Instructions for the task |
Extract from the listing each line in which the word "lounger" appears.

Records provided |
□ □ □
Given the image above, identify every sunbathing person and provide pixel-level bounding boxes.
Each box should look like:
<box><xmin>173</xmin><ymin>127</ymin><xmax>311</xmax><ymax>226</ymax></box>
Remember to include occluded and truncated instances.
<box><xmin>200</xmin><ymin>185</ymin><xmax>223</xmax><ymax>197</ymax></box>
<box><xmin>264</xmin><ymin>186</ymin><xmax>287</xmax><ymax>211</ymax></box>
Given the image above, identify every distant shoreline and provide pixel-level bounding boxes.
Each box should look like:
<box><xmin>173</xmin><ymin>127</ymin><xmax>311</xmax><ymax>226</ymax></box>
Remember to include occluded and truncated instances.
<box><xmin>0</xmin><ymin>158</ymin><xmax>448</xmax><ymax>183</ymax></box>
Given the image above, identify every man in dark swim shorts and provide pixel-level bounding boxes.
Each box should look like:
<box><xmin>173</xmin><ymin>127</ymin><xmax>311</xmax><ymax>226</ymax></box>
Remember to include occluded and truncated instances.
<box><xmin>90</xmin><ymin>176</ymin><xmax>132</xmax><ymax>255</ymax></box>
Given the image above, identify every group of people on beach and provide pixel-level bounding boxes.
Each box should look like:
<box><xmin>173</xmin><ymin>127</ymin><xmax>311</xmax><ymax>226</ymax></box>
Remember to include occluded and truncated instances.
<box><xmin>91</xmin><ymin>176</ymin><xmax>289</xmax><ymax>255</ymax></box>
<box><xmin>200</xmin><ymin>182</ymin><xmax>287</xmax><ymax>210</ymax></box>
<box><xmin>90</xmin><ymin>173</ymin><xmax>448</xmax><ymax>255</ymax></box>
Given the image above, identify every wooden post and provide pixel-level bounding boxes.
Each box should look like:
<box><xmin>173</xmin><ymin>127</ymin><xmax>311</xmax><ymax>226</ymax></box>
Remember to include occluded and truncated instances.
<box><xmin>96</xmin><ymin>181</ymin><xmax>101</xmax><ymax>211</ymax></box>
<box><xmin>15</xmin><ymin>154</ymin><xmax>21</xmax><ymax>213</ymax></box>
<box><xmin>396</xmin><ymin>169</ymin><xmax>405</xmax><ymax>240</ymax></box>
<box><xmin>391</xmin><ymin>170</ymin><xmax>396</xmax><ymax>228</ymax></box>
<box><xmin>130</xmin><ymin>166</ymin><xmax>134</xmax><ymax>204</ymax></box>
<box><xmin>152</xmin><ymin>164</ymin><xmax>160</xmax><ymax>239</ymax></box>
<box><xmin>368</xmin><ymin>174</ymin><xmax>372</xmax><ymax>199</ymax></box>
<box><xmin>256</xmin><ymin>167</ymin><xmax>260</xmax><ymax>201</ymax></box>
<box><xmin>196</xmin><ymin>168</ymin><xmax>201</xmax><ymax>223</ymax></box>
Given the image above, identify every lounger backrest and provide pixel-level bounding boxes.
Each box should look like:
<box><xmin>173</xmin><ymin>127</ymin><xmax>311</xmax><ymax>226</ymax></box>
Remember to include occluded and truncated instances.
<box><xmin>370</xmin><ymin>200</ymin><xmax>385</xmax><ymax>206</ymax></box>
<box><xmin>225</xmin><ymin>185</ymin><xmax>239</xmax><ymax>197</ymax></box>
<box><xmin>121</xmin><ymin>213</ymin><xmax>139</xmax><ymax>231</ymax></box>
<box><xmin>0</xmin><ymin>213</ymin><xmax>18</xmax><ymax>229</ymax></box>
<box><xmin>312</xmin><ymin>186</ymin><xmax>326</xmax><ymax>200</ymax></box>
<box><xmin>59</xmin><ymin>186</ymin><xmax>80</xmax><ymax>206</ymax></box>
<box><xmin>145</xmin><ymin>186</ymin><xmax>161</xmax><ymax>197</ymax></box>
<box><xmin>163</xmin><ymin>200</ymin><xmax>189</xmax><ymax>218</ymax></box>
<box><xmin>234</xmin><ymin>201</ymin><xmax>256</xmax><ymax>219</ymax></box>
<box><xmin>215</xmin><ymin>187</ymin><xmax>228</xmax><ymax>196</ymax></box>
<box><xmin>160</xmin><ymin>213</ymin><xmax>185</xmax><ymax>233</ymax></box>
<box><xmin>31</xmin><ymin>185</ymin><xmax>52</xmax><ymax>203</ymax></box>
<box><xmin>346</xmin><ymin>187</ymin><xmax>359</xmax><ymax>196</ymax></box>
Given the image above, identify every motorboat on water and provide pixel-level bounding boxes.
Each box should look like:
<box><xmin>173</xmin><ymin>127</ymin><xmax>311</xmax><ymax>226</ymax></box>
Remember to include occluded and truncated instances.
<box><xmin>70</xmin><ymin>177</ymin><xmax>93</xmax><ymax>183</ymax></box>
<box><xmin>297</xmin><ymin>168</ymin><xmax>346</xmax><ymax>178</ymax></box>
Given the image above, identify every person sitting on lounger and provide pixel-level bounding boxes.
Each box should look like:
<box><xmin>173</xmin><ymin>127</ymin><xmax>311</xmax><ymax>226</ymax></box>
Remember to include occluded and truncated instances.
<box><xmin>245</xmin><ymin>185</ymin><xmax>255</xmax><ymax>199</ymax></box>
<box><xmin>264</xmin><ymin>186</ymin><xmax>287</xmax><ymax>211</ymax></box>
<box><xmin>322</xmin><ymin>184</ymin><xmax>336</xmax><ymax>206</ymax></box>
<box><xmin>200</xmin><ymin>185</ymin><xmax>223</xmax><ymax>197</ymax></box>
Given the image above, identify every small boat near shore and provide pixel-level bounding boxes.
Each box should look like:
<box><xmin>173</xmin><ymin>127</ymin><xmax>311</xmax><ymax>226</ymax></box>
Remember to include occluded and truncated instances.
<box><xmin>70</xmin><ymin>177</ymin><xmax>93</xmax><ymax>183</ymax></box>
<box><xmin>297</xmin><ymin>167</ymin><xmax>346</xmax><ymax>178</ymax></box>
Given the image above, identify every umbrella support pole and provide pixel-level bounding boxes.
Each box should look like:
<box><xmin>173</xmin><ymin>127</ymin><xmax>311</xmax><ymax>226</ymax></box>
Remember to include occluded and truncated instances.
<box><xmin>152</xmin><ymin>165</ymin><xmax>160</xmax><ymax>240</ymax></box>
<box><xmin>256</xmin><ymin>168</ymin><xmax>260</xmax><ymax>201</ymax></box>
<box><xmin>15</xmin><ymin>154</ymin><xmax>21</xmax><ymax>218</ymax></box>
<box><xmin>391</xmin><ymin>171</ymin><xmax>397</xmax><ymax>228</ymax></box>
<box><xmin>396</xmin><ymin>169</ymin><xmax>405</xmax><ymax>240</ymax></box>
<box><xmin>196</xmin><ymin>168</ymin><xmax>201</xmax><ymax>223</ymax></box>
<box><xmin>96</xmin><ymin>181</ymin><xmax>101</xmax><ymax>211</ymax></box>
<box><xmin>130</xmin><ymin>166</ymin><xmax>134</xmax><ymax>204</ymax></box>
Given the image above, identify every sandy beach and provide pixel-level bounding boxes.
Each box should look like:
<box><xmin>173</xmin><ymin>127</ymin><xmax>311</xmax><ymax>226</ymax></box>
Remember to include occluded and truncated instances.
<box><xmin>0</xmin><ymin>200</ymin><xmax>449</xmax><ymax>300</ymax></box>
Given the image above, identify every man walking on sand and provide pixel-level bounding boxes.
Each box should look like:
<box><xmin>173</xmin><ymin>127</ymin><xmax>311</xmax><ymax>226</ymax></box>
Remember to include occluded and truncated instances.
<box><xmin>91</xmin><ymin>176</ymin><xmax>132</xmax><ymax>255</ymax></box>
□ □ □
Answer to the exercise |
Given the image above, identify every lounger backrest and provide pixel-level bounding boxes.
Given the image above, identify every person sitting on lounger and provide pixel-level bounding boxes.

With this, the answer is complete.